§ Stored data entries
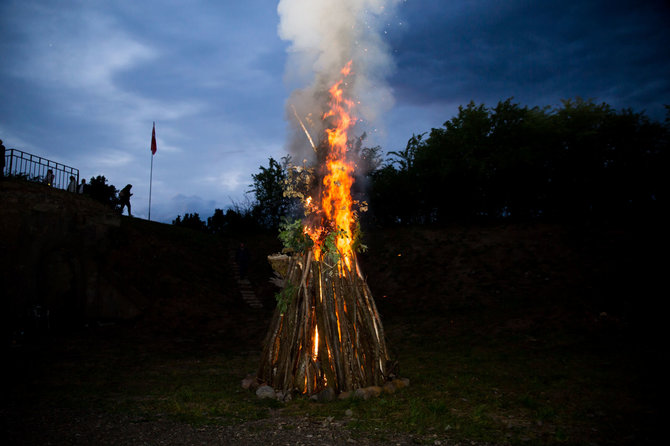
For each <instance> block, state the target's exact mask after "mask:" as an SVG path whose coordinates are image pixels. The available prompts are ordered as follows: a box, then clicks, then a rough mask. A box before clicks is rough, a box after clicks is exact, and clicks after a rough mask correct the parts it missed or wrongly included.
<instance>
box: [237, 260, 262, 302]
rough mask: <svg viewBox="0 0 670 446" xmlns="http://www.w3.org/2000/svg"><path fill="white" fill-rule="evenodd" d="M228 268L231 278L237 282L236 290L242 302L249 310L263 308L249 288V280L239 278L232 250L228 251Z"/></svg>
mask: <svg viewBox="0 0 670 446" xmlns="http://www.w3.org/2000/svg"><path fill="white" fill-rule="evenodd" d="M230 267H231V268H232V271H233V277H234V278H235V281H236V282H237V288H238V289H239V290H240V294H241V295H242V300H244V302H245V303H246V304H247V305H249V306H250V307H251V308H254V309H261V308H263V303H262V302H261V301H260V299H259V298H258V297H257V296H256V293H255V292H254V289H253V287H252V286H251V282H250V281H249V279H248V278H246V277H241V276H240V268H239V266H238V265H237V262H236V261H235V251H234V250H231V251H230Z"/></svg>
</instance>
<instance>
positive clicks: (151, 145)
mask: <svg viewBox="0 0 670 446" xmlns="http://www.w3.org/2000/svg"><path fill="white" fill-rule="evenodd" d="M155 154H156V123H155V122H154V129H153V130H152V131H151V155H152V156H153V155H155Z"/></svg>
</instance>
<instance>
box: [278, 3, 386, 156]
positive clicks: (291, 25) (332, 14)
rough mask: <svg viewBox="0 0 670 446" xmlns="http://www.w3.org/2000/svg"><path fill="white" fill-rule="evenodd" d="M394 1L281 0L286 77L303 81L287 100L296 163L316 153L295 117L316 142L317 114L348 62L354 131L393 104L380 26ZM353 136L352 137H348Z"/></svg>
mask: <svg viewBox="0 0 670 446" xmlns="http://www.w3.org/2000/svg"><path fill="white" fill-rule="evenodd" d="M397 2H398V0H280V2H279V5H278V7H277V11H278V13H279V18H280V22H279V27H278V34H279V37H281V38H282V39H284V40H287V41H290V42H291V45H290V47H289V50H288V51H289V57H288V63H287V67H286V74H285V76H286V77H285V81H286V82H287V83H288V84H289V85H295V84H298V85H301V86H302V87H301V88H299V89H296V90H294V91H293V93H292V94H291V96H290V98H289V99H288V103H287V107H286V117H287V120H288V122H289V123H290V127H291V130H292V131H291V132H290V135H291V136H290V141H289V143H288V145H289V151H290V153H291V154H293V155H294V156H296V157H297V158H298V159H296V161H298V162H300V161H301V160H302V159H303V158H307V159H308V160H309V159H311V156H313V154H314V151H313V150H312V148H311V146H310V144H309V140H308V139H307V137H306V136H305V134H304V132H303V130H302V129H301V127H300V124H299V123H298V122H297V119H296V118H295V115H294V112H293V108H292V107H295V109H296V111H297V114H298V115H299V116H300V118H301V119H303V120H304V123H305V126H306V127H307V129H308V130H309V132H310V134H311V135H312V137H313V138H315V142H316V143H317V144H318V139H319V138H321V137H322V135H323V130H324V129H323V127H322V121H321V116H322V115H323V113H324V112H325V111H326V110H327V103H328V99H329V97H328V88H329V87H330V86H331V85H332V84H334V83H335V82H336V81H337V80H338V79H340V78H341V74H340V71H341V69H342V68H343V67H344V66H345V65H346V64H347V62H349V61H350V60H351V61H352V71H353V75H352V76H349V77H348V78H347V85H346V90H347V92H348V94H349V96H350V98H351V99H353V100H354V101H355V103H356V107H355V110H354V115H355V116H356V118H357V119H358V122H359V124H358V126H357V128H355V129H354V132H353V133H355V134H360V133H362V131H363V127H367V126H369V125H373V123H374V122H375V121H376V119H377V118H378V117H379V115H380V114H381V113H382V112H384V111H386V110H388V109H389V108H390V107H391V106H392V105H393V95H392V93H391V89H390V88H389V86H388V84H387V83H386V81H385V78H386V77H387V76H388V75H389V73H390V71H391V70H392V69H393V61H392V58H391V56H390V51H389V48H388V47H387V45H386V43H385V42H384V41H383V39H382V35H383V29H384V27H385V26H386V25H387V23H388V20H385V19H388V17H390V16H391V14H392V9H393V8H394V7H395V5H396V3H397ZM350 136H353V135H350Z"/></svg>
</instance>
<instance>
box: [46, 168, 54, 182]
mask: <svg viewBox="0 0 670 446" xmlns="http://www.w3.org/2000/svg"><path fill="white" fill-rule="evenodd" d="M44 183H45V184H46V185H47V186H53V185H54V171H53V170H51V169H49V170H47V176H46V177H45V178H44Z"/></svg>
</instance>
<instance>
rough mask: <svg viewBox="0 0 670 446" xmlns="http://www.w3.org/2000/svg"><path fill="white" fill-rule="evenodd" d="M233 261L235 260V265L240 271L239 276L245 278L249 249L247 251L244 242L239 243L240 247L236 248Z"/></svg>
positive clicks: (244, 278) (245, 274)
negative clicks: (236, 262) (235, 263)
mask: <svg viewBox="0 0 670 446" xmlns="http://www.w3.org/2000/svg"><path fill="white" fill-rule="evenodd" d="M235 261H237V267H238V269H239V271H240V278H241V279H245V278H246V277H247V269H248V268H249V251H247V248H246V246H244V243H240V247H239V248H237V254H236V255H235Z"/></svg>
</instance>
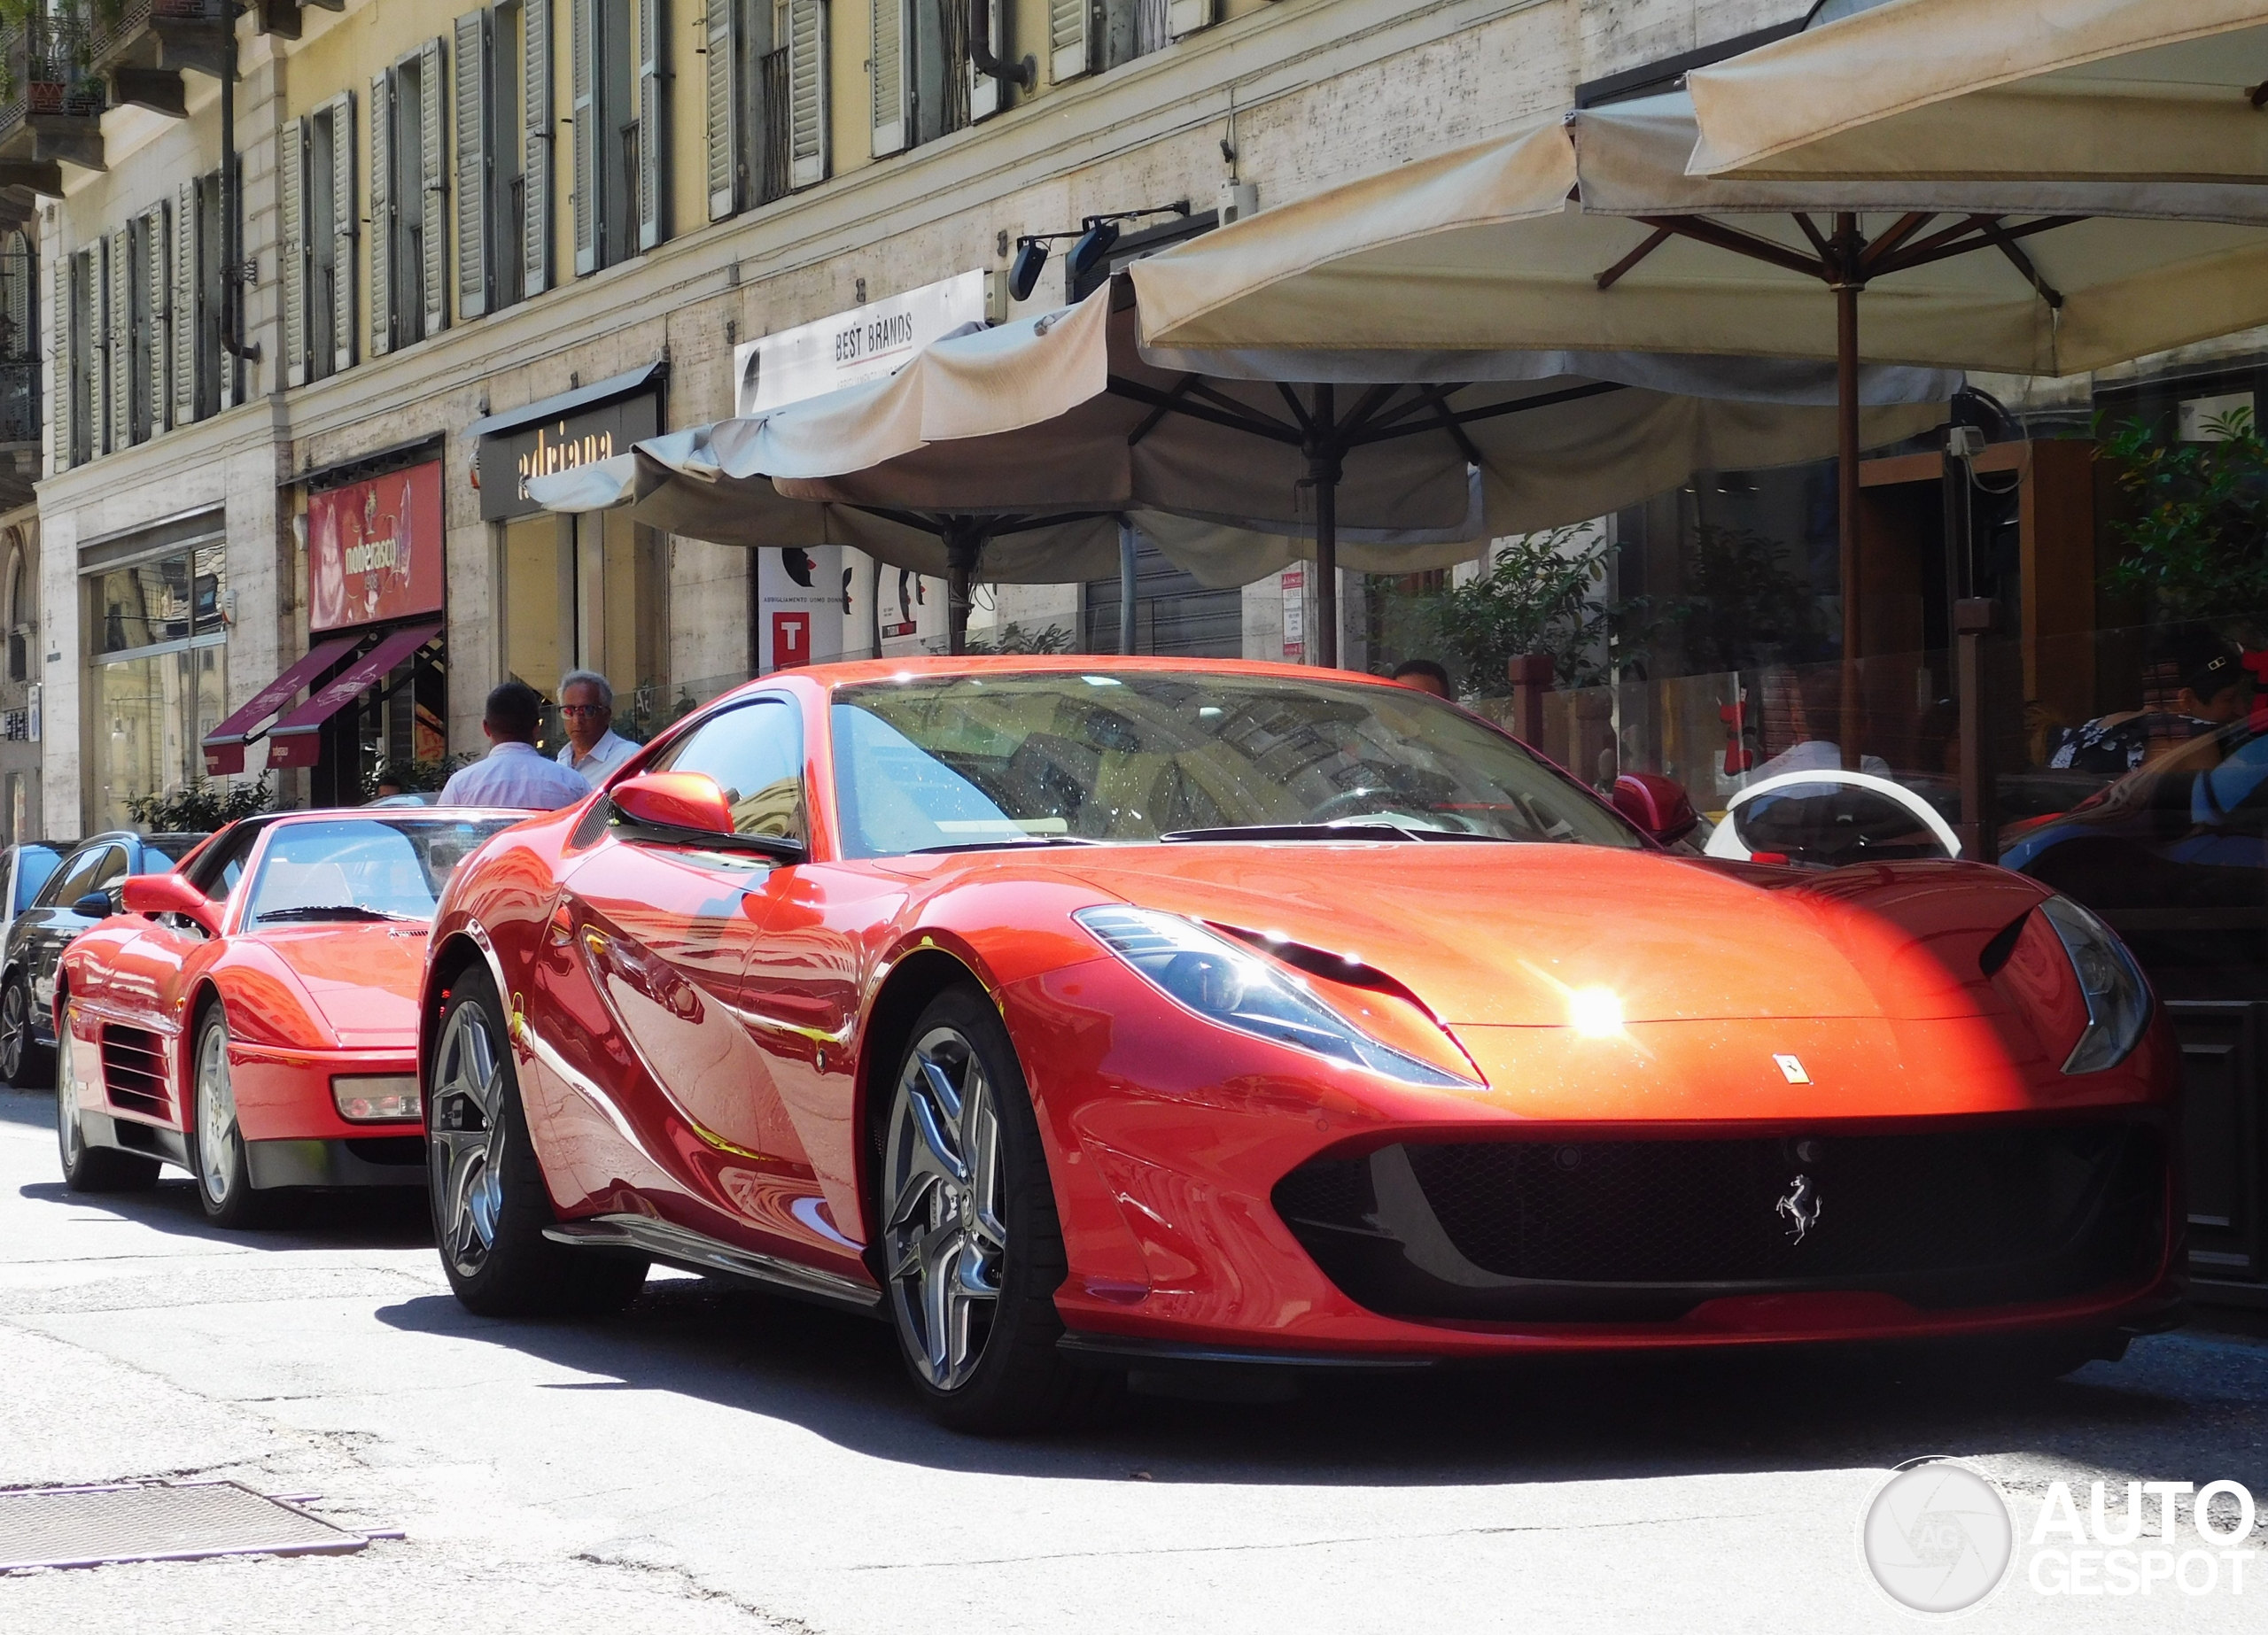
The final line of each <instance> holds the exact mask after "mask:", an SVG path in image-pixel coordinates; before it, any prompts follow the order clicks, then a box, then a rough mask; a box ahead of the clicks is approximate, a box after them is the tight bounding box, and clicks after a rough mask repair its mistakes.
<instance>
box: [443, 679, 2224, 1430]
mask: <svg viewBox="0 0 2268 1635" xmlns="http://www.w3.org/2000/svg"><path fill="white" fill-rule="evenodd" d="M1665 791H1667V787H1665V785H1660V782H1653V785H1647V782H1633V785H1628V787H1624V789H1622V791H1619V796H1617V805H1622V807H1626V810H1628V812H1631V814H1633V816H1624V812H1622V810H1617V807H1615V805H1608V803H1603V800H1599V798H1597V796H1592V794H1590V791H1588V789H1583V787H1581V785H1579V782H1574V780H1572V778H1567V776H1565V773H1560V771H1558V769H1554V766H1549V764H1547V762H1542V760H1538V757H1535V755H1531V753H1529V751H1526V748H1524V746H1520V744H1517V742H1515V739H1510V737H1506V735H1504V732H1499V730H1497V728H1492V726H1488V723H1486V721H1481V719H1476V717H1472V714H1467V712H1463V710H1458V708H1454V705H1449V703H1442V701H1438V698H1431V696H1427V694H1420V692H1413V689H1406V687H1397V685H1390V683H1379V680H1370V678H1361V676H1345V674H1329V676H1327V674H1318V671H1311V669H1286V667H1272V664H1232V662H1177V660H1116V658H1066V660H1048V658H1030V660H1025V658H998V660H934V662H916V664H889V662H880V664H841V667H821V669H796V671H782V674H776V676H769V678H764V680H760V683H753V685H748V687H742V689H737V692H733V694H728V696H723V698H719V701H714V703H712V705H708V708H705V710H701V712H699V714H694V717H692V719H687V721H683V723H678V726H676V728H674V730H669V732H667V735H665V737H660V739H658V742H655V744H653V746H649V748H646V751H644V753H642V755H640V757H637V760H633V762H631V764H628V766H624V769H621V773H617V778H615V780H612V782H610V785H608V789H606V791H603V794H599V796H594V798H592V800H587V803H585V805H581V807H574V810H567V812H560V814H556V816H549V819H538V821H533V823H524V825H519V828H515V830H510V832H506V835H499V837H497V839H492V841H490V844H488V846H485V848H483V850H481V855H479V857H474V859H472V862H469V864H467V866H465V869H463V871H460V873H458V875H456V880H454V882H451V884H449V891H447V893H445V898H442V905H440V912H438V916H435V923H433V939H431V948H429V955H426V980H424V1020H422V1030H424V1032H422V1041H420V1073H422V1088H424V1107H426V1125H429V1136H431V1141H429V1154H431V1166H433V1175H431V1197H433V1215H435V1229H438V1236H440V1249H442V1261H445V1265H447V1274H449V1279H451V1284H454V1286H456V1293H458V1297H460V1299H463V1302H465V1304H467V1306H472V1308H474V1311H485V1313H515V1311H517V1313H531V1311H569V1308H592V1306H606V1304H610V1302H621V1299H626V1297H628V1295H631V1293H633V1290H635V1288H637V1281H640V1277H642V1274H644V1265H646V1263H649V1261H665V1263H674V1265H680V1268H694V1270H701V1272H719V1274H728V1277H742V1279H753V1281H760V1284H771V1286H780V1288H787V1290H796V1293H801V1295H812V1297H819V1299H832V1302H841V1304H846V1306H855V1308H864V1311H873V1313H878V1315H885V1318H887V1320H889V1322H891V1324H894V1327H896V1333H898V1338H900V1342H903V1352H905V1361H907V1365H909V1372H912V1376H914V1381H916V1388H919V1390H921V1392H923V1395H925V1399H928V1401H930V1406H932V1408H934V1410H937V1413H939V1417H943V1420H946V1422H950V1424H959V1426H971V1429H1014V1426H1027V1424H1036V1422H1046V1420H1050V1417H1055V1415H1059V1413H1064V1410H1066V1408H1070V1406H1073V1404H1077V1401H1080V1399H1082V1397H1084V1395H1086V1392H1089V1383H1086V1381H1093V1379H1102V1376H1107V1374H1109V1372H1114V1370H1125V1372H1132V1374H1143V1372H1154V1370H1161V1367H1170V1363H1173V1361H1202V1363H1207V1365H1211V1367H1220V1365H1232V1363H1261V1365H1347V1363H1368V1365H1417V1363H1429V1361H1452V1358H1492V1356H1510V1354H1522V1352H1542V1349H1594V1347H1712V1345H1735V1342H1740V1345H1753V1342H1794V1340H1876V1338H1953V1336H1980V1338H1998V1340H2009V1345H2005V1347H2003V1345H1996V1347H1989V1349H1996V1352H2023V1354H2028V1356H2032V1358H2034V1365H2041V1363H2046V1365H2050V1367H2055V1372H2062V1370H2066V1367H2073V1365H2077V1363H2080V1361H2084V1358H2089V1356H2114V1354H2116V1352H2118V1349H2121V1347H2123V1338H2125V1336H2130V1333H2136V1331H2148V1329H2155V1327H2164V1324H2168V1322H2173V1320H2175V1318H2177V1313H2180V1299H2182V1288H2180V1270H2177V1268H2180V1231H2182V1213H2180V1206H2177V1195H2175V1175H2173V1170H2170V1161H2168V1154H2170V1152H2173V1145H2170V1127H2168V1125H2170V1118H2173V1104H2175V1052H2173V1043H2170V1039H2168V1034H2166V1027H2164V1023H2159V1020H2155V1018H2152V1000H2150V991H2148V986H2146V984H2143V980H2141V975H2139V971H2136V968H2134V964H2132V959H2130V957H2127V952H2125V950H2123V948H2121V943H2118V939H2116V937H2114V934H2112V932H2107V930H2105V927H2102V925H2100V923H2098V921H2096V918H2093V916H2091V914H2087V912H2084V909H2080V907H2077V905H2073V903H2068V900H2064V898H2057V896H2053V893H2048V891H2046V889H2041V887H2039V884H2034V882H2030V880H2023V878H2019V875H2009V873H2003V871H1998V869H1982V866H1971V864H1946V862H1896V864H1878V866H1862V869H1839V871H1805V869H1789V866H1758V864H1749V862H1719V859H1708V857H1696V855H1687V853H1681V850H1672V848H1667V846H1665V844H1660V835H1662V832H1667V835H1672V837H1674V832H1676V830H1678V828H1681V825H1690V823H1692V819H1690V812H1683V805H1681V800H1665V798H1662V796H1665ZM1633 819H1635V821H1633ZM1649 828H1651V830H1656V832H1649ZM2014 1340H2028V1342H2025V1345H2016V1342H2014Z"/></svg>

§ Aim of the task
Extract every line of the data that contains the string "each", matching case exactly.

§ Completed exercise
For each <instance> block, state the target's exact mask after "mask:" as an SVG path whose coordinates are image pixels. The available prompts are ordered as follows: a box, then clicks, then a rough mask. A box before clicks is rough, a box after clicks is exact, and clicks after a rough mask correct the parts it missed or wrongly included.
The final line of each <instance> holds the exact mask after "mask:", an SVG path in image-pixel coordinates; before it, any prompts follow the order clicks, then a box, then a rough mask; a box ahead of the clicks is approximate, a box after them is the tight bounding box, and clicks after a rough mask repair its mistakes.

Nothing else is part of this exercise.